_PROBLEM DESCRIPTION_
Below are entries; print them exactly from the first line through the one containing "positive clicks: (1109, 949)".

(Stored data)
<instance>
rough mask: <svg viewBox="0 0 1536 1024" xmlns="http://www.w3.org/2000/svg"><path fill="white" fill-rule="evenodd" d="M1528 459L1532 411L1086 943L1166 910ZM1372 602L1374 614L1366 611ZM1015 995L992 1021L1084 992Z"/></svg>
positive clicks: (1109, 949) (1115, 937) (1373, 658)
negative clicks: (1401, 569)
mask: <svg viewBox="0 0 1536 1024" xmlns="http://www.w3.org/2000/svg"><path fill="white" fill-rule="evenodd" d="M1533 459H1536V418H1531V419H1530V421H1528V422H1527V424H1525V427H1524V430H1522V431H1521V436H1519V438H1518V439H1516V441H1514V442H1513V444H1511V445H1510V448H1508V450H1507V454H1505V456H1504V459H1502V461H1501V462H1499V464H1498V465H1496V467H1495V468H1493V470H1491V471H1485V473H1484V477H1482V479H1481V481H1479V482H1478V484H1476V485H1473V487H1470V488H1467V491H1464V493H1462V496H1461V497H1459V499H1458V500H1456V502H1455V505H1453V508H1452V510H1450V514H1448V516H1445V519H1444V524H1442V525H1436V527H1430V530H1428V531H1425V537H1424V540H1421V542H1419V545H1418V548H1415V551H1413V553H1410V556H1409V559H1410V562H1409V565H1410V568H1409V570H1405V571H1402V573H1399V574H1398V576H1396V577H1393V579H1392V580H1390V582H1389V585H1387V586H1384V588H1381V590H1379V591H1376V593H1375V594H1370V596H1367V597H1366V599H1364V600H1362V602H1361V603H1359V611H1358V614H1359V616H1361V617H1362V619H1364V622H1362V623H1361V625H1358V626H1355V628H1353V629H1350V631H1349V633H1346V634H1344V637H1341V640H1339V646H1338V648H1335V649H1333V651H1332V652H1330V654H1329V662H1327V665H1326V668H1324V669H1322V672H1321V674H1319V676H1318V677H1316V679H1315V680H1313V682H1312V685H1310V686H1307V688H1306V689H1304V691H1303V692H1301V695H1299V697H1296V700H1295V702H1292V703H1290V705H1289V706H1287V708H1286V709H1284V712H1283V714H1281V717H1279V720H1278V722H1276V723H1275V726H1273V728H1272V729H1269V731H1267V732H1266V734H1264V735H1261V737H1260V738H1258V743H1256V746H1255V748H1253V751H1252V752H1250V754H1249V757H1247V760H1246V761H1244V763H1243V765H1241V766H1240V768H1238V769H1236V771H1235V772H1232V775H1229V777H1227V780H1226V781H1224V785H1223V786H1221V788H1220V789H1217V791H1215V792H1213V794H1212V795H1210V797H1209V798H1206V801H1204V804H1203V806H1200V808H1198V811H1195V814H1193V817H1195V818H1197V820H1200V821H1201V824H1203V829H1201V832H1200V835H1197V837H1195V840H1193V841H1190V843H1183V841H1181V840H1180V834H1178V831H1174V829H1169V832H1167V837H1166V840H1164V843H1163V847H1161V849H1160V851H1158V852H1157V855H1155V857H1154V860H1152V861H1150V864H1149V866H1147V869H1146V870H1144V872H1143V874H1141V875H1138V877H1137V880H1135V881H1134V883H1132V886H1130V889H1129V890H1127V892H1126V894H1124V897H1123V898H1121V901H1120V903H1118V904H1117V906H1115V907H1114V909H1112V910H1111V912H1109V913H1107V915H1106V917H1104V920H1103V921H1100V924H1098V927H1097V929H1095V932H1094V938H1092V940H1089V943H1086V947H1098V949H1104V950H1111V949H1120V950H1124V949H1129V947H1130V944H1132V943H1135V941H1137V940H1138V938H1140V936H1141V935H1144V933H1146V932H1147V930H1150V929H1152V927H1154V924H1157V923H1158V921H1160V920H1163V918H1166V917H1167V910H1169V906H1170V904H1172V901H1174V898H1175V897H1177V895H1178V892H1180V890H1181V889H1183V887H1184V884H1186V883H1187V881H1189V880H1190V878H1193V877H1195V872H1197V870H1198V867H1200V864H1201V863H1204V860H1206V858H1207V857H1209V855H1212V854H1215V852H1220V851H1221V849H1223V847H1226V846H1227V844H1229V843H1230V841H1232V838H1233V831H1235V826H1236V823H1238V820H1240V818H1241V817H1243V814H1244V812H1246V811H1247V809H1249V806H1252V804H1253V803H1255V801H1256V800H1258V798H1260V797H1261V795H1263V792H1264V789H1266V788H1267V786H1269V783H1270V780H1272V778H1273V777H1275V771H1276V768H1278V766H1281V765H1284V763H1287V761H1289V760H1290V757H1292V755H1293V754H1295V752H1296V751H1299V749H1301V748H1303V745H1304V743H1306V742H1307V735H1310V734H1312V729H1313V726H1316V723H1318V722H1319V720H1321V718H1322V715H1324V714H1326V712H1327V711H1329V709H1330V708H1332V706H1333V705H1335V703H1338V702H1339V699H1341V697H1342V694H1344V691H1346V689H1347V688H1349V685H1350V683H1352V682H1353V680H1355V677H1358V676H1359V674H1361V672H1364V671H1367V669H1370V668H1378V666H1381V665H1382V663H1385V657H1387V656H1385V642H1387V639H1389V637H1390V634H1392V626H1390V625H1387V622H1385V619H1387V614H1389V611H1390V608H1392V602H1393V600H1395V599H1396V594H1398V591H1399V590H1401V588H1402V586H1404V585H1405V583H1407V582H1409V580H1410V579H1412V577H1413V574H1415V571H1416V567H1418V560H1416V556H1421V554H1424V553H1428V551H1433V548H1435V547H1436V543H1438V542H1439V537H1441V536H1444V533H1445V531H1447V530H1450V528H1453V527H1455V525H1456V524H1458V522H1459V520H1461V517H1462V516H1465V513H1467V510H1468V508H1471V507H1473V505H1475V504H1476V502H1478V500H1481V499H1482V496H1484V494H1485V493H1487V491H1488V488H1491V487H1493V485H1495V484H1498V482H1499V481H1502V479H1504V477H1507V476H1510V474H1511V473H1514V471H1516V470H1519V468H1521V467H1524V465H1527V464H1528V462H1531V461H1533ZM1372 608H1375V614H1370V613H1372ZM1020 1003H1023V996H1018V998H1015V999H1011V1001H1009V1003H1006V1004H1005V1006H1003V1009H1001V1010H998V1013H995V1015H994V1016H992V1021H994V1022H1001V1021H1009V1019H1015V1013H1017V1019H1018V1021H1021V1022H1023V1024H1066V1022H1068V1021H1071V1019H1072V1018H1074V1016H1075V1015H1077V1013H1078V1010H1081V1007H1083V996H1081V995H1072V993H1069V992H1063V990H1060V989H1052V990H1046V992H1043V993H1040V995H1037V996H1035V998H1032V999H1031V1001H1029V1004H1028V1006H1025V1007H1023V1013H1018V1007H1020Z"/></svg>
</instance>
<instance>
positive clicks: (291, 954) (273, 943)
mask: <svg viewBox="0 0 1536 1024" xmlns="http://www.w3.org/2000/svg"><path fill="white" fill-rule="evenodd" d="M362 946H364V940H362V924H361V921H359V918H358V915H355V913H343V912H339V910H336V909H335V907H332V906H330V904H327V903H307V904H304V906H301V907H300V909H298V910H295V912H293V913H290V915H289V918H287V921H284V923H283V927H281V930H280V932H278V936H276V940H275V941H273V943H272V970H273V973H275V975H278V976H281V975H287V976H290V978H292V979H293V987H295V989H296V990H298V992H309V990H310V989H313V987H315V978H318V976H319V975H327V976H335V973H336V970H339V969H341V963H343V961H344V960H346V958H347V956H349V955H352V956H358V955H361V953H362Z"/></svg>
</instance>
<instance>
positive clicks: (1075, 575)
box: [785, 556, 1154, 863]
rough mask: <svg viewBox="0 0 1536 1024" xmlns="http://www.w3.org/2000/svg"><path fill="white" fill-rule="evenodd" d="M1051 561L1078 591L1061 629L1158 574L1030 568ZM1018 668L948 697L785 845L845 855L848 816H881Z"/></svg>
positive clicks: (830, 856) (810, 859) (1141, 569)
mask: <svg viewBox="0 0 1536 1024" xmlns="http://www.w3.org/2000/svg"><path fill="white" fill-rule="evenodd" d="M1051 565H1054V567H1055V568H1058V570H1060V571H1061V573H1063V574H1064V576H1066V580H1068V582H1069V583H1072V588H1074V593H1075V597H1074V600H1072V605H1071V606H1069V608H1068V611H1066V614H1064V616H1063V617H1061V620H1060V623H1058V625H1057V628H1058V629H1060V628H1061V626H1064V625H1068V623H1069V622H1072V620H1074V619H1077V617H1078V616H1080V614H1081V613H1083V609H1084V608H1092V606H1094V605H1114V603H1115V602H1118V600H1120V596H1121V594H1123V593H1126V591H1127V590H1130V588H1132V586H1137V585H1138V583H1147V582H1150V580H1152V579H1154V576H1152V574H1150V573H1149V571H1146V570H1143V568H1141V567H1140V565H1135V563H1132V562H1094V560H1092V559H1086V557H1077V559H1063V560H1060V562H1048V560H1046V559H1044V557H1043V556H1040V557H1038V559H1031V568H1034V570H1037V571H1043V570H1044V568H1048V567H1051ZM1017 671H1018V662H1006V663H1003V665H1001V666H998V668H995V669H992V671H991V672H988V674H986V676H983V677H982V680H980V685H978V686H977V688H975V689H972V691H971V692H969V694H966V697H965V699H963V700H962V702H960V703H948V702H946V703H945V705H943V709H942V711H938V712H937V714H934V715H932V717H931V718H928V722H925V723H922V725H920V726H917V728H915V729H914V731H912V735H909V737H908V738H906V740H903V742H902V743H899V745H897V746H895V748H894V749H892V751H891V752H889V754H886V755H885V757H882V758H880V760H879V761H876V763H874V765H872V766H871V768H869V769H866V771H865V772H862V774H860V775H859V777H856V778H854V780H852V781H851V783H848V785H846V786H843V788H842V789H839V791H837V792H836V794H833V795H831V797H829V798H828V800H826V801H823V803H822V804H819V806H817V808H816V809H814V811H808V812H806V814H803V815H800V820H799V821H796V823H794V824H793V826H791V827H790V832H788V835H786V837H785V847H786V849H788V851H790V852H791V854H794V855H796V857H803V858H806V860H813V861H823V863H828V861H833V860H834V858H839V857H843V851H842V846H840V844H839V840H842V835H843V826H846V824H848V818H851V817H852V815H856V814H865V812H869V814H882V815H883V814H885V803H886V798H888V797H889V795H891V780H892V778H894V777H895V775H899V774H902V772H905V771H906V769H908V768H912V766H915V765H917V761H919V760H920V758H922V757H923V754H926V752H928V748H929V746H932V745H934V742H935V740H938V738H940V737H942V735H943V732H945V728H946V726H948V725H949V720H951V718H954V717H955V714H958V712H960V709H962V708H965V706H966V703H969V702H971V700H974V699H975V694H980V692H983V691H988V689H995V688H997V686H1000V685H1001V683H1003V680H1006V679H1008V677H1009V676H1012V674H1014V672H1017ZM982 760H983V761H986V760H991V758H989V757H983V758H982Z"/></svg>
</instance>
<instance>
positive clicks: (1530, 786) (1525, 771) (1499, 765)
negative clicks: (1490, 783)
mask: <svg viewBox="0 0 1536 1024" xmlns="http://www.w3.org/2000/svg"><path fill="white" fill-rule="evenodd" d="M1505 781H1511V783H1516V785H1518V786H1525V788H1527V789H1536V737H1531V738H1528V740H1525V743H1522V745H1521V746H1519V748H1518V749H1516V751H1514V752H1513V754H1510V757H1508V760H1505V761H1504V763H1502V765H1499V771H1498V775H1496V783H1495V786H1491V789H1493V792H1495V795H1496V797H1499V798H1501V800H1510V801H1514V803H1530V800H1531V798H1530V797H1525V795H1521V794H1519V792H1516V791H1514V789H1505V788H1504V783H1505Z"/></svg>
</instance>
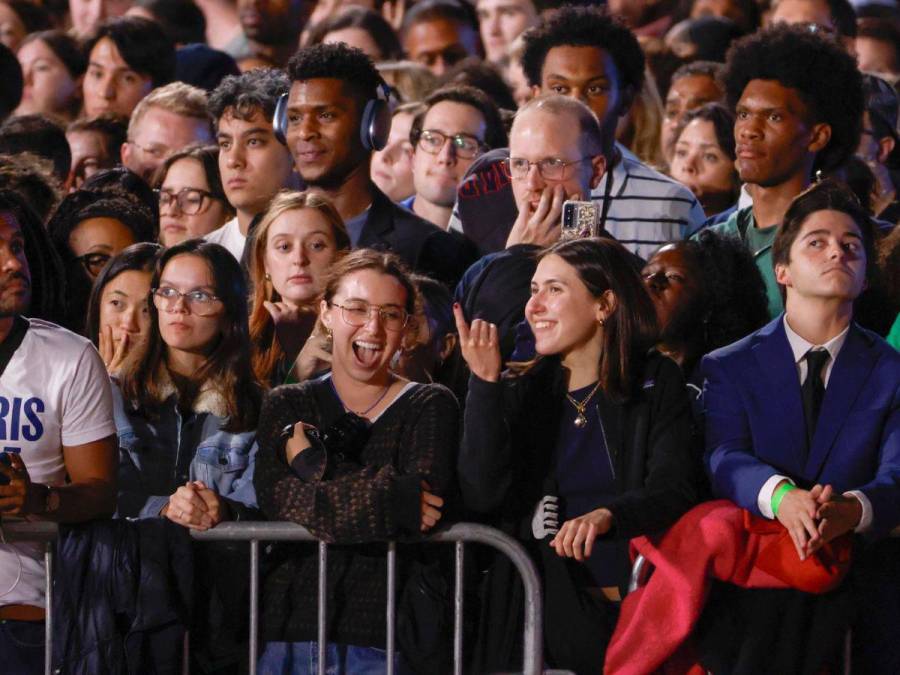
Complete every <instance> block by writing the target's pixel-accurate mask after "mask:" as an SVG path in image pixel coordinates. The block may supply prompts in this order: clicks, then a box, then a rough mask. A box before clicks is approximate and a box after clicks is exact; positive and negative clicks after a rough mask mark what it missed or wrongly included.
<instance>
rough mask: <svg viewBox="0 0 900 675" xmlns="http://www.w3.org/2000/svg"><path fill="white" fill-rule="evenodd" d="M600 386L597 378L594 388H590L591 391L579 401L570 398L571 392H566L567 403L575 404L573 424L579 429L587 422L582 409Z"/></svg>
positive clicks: (582, 408) (573, 404)
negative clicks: (589, 392)
mask: <svg viewBox="0 0 900 675" xmlns="http://www.w3.org/2000/svg"><path fill="white" fill-rule="evenodd" d="M599 388H600V380H597V384H595V385H594V388H593V389H591V393H589V394H588V395H587V396H585V397H584V400H583V401H581V402H580V403H579V402H578V401H576V400H575V399H574V398H572V395H571V394H568V393H567V394H566V398H567V399H569V403H571V404H572V405H574V406H575V410H577V411H578V414H577V415H575V426H576V427H578V428H579V429H581V428H582V427H583V426H584V425H585V424H587V417H586V416H585V414H584V409H585V408H586V407H587V404H588V401H590V400H591V398H592V397H593V395H594V394H596V393H597V390H598V389H599Z"/></svg>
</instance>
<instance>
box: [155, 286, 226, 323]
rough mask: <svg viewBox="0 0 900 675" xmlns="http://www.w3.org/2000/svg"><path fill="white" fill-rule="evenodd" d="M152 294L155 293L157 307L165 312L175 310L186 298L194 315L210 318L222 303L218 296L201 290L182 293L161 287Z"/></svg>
mask: <svg viewBox="0 0 900 675" xmlns="http://www.w3.org/2000/svg"><path fill="white" fill-rule="evenodd" d="M150 292H151V293H153V300H154V302H155V303H156V306H157V307H158V308H159V309H161V310H163V311H164V312H168V311H170V310H173V309H175V307H176V306H177V305H178V301H179V300H181V299H182V298H184V304H185V305H187V307H188V309H190V310H191V313H192V314H196V315H197V316H209V315H210V314H213V313H214V312H215V311H216V309H217V304H218V303H219V302H221V299H220V298H219V297H218V296H216V295H213V294H212V293H208V292H206V291H204V290H200V289H196V290H193V291H188V292H187V293H182V292H181V291H179V290H178V289H177V288H172V287H171V286H160V287H159V288H153V289H151V290H150Z"/></svg>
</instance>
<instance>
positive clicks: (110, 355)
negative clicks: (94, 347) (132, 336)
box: [99, 326, 133, 375]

_SOLUTION FOR THIS TASK_
<instance>
rough mask: <svg viewBox="0 0 1536 1024" xmlns="http://www.w3.org/2000/svg"><path fill="white" fill-rule="evenodd" d="M1528 459L1532 411L1086 943L1166 910ZM1372 602L1374 614L1366 611ZM1015 995L992 1021L1084 992Z"/></svg>
positive clicks: (1109, 949) (1115, 937) (1373, 658)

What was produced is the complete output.